**Gestellte Aufgabe**. Gib bitte aus dem Konzertbericht den Abschnitt zwischen „Schon bei der“ und „Publikum liebt es.“ wortgetreu aus, beide Stellen eingeschlossen.

“Feral Roots” schlug ein wie eine Bombe. Und das sehr verdient, denn auf ihrem sechsten Album haben die Rival Sons derart viele übergroße Rockmomente geschaffen, dass es schon unheimlich ist – vor allem im Jahr 2019. Dabei stehen die Songs mit der Coolness eines lässigen Zigarettenstummels im Mundwinkel irgendwo zwischen Epik und Groove, vom ausgezeichnten Songwriting stets knapp vor der Mackerhaften Rock-Geste bewahrt. Kein Wunder also, dass ihre Konzerte seit der Veröffentlichung Anfang des Jahres immer häufiger für ausverkaufte Hallen sorgen, so auch in Bochum.
Schon bei der Vorband Last Train sorgt die Innentemperatur für das waschechte Feeling einer Desert Session. Die vier Franzosen geben sich aber auch redlich Mühe, die Massen und sich selbst ins Schwitzen zu bringen. Bei den groovenden Passagen würden auch die Libertines und Strokes wohlwollend Applaus spenden, die atemberaubenden Jam-Elemente hätten hingegen alte Helden wie ZZ Top und Thin Lizzy stolz gemacht. Vor Leidenschaft geschlossene Augen, Schreie der Energie über die krachenden Riffs – alles sitzt, das Publikum liebt es.

**Bereitgestellte Zeilen**.
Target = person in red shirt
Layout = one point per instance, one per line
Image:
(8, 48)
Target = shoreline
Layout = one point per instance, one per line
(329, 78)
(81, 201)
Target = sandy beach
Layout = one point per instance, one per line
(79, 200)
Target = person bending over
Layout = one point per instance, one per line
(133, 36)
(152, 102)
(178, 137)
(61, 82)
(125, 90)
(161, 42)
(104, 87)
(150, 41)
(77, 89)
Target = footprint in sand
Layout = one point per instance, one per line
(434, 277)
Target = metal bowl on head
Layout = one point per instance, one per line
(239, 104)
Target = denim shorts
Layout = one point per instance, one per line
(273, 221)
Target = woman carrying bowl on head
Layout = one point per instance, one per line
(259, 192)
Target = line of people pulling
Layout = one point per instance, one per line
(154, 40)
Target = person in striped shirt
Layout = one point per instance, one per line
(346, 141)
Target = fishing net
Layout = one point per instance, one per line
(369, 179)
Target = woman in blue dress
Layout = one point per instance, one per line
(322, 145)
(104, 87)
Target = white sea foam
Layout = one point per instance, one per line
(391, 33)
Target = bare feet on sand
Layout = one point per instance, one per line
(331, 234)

**Schriftliche Antwort**.
Schon bei der Vorband Last Train sorgt die Innentemperatur für das waschechte Feeling einer Desert Session. Die vier Franzosen geben sich aber auch redlich Mühe, die Massen und sich selbst ins Schwitzen zu bringen. Bei den groovenden Passagen würden auch die Libertines und Strokes wohlwollend Applaus spenden, die atemberaubenden Jam-Elemente hätten hingegen alte Helden wie ZZ Top und Thin Lizzy stolz gemacht. Vor Leidenschaft geschlossene Augen, Schreie der Energie über die krachenden Riffs – alles sitzt, das Publikum liebt es.